B. DES DIFFICULTÉS SUSCITÉES PAR L'APPLICATION DE LA MAJORATION AUTOMATIQUE DES DROITS À CONSTRUIRE
1. Une opposition quasi-unanime à la majoration automatique des droits à construire
Lors de la discussion en séance publique du projet de loi qui allait devenir la loi du 20 mars 2012, votre rapporteur adressait une mise en garde ferme au gouvernement de l'époque : « ce texte porte en germe une contradiction assez frontale, susceptible de démanteler les cohérences territoriales des plans locaux d'urbanisme ou des programmes locaux de l'habitat » 2 ( * ) . Cette menace pour les collectivités locales n'a pas manqué de produire l'effet repoussoir annoncé.
Pour forger sa conviction, votre rapporteur a souhaité connaître la réalité sur l'usage qui était fait de ces majorations, à commencer par celle introduite par la loi du 20 mars 2012. Certes, le recul pour en juger est encore limité mais les premières indications laissent entrevoir une opposition forte des autorités locales à ce dispositif . Conformément à ce qui s'esquissait lors du débat parlementaire, les communes ou leurs EPCI se sont soit opposés d'ores et déjà à cette majoration par l'adoption, au terme de la consultation du public, d'une délibération contraire, soit, ont engagé ou sont en voie d'engager la procédure de consultation avec l'intention d'adopter, à son terme, une délibération contraire.

> _Consignes_
1) Modifiez l'extrait de la page en le réécrivant à partir de « Pour forger sa » jusqu'à « une délibération contraire. », avec « hostilité » à la place de « opposition ».
2) D'après l'extrait de la page, quelle est la date de la loi qui a introduit la majoration automatique des droits à construire ?
3) Reprenez le texte sur la majoration des droits à construire et prolongez-le après sa dernière phrase.

> _Lignes répertoriées_
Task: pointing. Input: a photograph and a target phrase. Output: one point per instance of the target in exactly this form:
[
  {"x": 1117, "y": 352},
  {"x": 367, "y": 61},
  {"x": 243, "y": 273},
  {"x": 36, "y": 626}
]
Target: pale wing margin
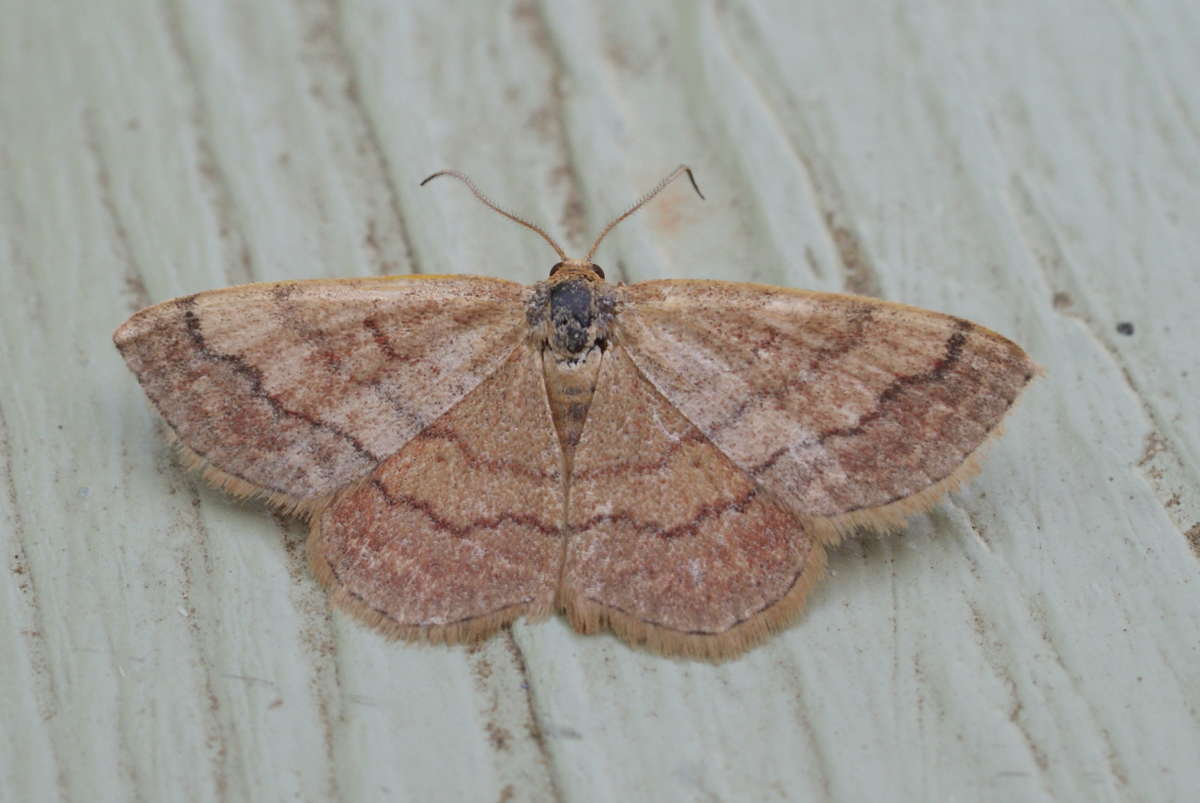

> _Réponses données_
1)
Pour forger sa conviction, votre rapporteur a souhaité connaître la réalité sur l'usage qui était fait de ces majorations, à commencer par celle introduite par la loi du 20 mars 2012. Certes, le recul pour en juger est encore limité mais les premières indications laissent entrevoir une hostilité forte des autorités locales à ce dispositif . Conformément à ce qui s'esquissait lors du débat parlementaire, les communes ou leurs EPCI se sont soit opposés d'ores et déjà à cette majoration par l'adoption, au terme de la consultation du public, d'une délibération contraire, soit, ont engagé ou sont en voie d'engager la procédure de consultation avec l'intention d'adopter, à son terme, une délibération contraire.

2) Le 20 mars 2012.

3)
Actuellement, selon les données parcellaires en la possession du gouvernement, soit un échantillon d'une trentaine de départements, seule une commune aurait permis l'application de la majoration en s'abstenant de prendre une délibération contraire. Il n'a été porté à la connaissance du rapporteur aucun cas d'application de cette majoration dans les communautés urbaines dont on aurait pu légitimement penser qu'elles étaient les plus concernées par ce dispositif. Ce constat démontre la nette opposition des autorités locales à ce dispositif, d'ailleurs exprimée par l'association des maires de France (AMF) et l'association des communautés de France (ADCF) lors des auditions menées le 22 février 2012 à l'occasion de l'examen du projet de loi du précédent gouvernement.
Votre rapporteur rappelle que cette position est, en tout point, conforme à la position exprimée par les différents interlocuteurs entendus par votre rapporteur et notre ancien collègue, M. Thierry Repentin, alors rapporteur au nom de la commission de l'économie, avant l'examen du projet de loi en février dernier. Ce refus opposé à l'application d'une majoration dont il a été dit qu'elle contrarierait les projets urbanistiques à l'oeuvre dans les territoires tient, pour votre rapporteur, autant à la disposition même qu'à la méthode choisie pour l'adopter.
Proposée sans analyse préalable des besoins des collectivités locales et sans concertation préalable, cette mesure a été accueillie, contrairement aux attentes du précédent gouvernement, sans enthousiasme voire dans une indifférence généralisée. C'est là le signe d'une inadéquation évidente du mécanisme avec l'objectif d'accroissement du nombre de logements pourtant affiché par le gouvernement de l'époque.
2. Un usage très limité des autres majorations
Votre rapporteur a également pu constater que les autres majorations n'étaient pas particulièrement plébiscitées par les autorités locales en charge de l'urbanisme. Elles sont utilisées ponctuellement pour résoudre des difficultés circonscrites à une zone à densifier ou lorsqu'elles s'inscrivent dans une démarche plus globale de construction d'un parc locatif social ou du développement de bâtiments « verts ».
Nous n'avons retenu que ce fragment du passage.